● **WHAT TO DO**
Which lines in the records below contain the string "suit"? Extract each of them in full.

Items from a labeling collection:
----------
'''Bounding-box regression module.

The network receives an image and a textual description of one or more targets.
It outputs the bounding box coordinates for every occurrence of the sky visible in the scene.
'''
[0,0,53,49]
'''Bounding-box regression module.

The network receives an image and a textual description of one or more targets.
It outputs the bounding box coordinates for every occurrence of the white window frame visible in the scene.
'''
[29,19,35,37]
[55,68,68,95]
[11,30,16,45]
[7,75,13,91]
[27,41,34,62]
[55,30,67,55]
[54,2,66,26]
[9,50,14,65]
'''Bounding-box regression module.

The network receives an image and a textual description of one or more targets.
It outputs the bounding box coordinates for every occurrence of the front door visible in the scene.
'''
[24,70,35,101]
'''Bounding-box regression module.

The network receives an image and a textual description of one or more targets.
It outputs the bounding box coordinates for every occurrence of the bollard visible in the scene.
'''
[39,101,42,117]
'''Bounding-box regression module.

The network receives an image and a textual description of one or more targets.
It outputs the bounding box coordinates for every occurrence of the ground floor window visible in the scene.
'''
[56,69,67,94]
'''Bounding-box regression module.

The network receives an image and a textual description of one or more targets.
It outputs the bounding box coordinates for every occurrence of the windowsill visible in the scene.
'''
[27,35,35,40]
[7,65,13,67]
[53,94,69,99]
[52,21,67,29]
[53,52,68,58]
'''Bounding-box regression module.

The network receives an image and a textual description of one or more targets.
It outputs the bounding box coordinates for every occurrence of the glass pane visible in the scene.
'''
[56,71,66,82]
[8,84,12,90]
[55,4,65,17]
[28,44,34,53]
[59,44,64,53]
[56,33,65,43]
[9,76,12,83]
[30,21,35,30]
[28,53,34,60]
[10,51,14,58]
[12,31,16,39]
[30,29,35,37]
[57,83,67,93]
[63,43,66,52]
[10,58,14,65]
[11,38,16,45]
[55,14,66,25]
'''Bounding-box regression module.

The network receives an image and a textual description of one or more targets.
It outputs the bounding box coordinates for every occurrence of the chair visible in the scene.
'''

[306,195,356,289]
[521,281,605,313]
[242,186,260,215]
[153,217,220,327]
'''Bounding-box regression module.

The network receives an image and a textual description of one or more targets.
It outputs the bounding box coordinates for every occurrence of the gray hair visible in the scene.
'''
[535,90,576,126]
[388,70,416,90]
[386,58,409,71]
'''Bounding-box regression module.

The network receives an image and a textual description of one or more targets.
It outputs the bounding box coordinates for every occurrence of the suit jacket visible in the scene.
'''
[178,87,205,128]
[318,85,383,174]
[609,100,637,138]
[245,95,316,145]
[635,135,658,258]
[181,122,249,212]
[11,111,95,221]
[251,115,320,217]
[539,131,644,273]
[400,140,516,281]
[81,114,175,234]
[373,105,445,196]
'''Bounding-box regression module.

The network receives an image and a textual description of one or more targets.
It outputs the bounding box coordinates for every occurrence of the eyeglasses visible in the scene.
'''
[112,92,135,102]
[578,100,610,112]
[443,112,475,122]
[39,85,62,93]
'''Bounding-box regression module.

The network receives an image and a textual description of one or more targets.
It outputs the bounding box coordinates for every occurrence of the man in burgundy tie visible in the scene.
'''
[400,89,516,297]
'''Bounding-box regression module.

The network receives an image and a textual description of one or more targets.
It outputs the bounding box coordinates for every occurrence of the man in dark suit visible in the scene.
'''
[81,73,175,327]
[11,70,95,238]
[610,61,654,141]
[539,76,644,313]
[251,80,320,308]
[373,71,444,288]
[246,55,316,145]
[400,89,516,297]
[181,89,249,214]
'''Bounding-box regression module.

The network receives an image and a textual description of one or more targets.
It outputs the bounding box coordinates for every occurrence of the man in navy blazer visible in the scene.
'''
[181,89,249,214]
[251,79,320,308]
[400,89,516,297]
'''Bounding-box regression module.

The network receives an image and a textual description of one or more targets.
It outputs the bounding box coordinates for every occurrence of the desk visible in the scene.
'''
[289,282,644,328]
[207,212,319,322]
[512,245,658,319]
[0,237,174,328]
----------
● **COMPLETE OUTPUT**
It outputs the bounding box coordinates for every occurrence of the suit jacket visible in the scene.
It outputs the bounding box coordinates for every occurrence of the man in dark suit visible in the scene.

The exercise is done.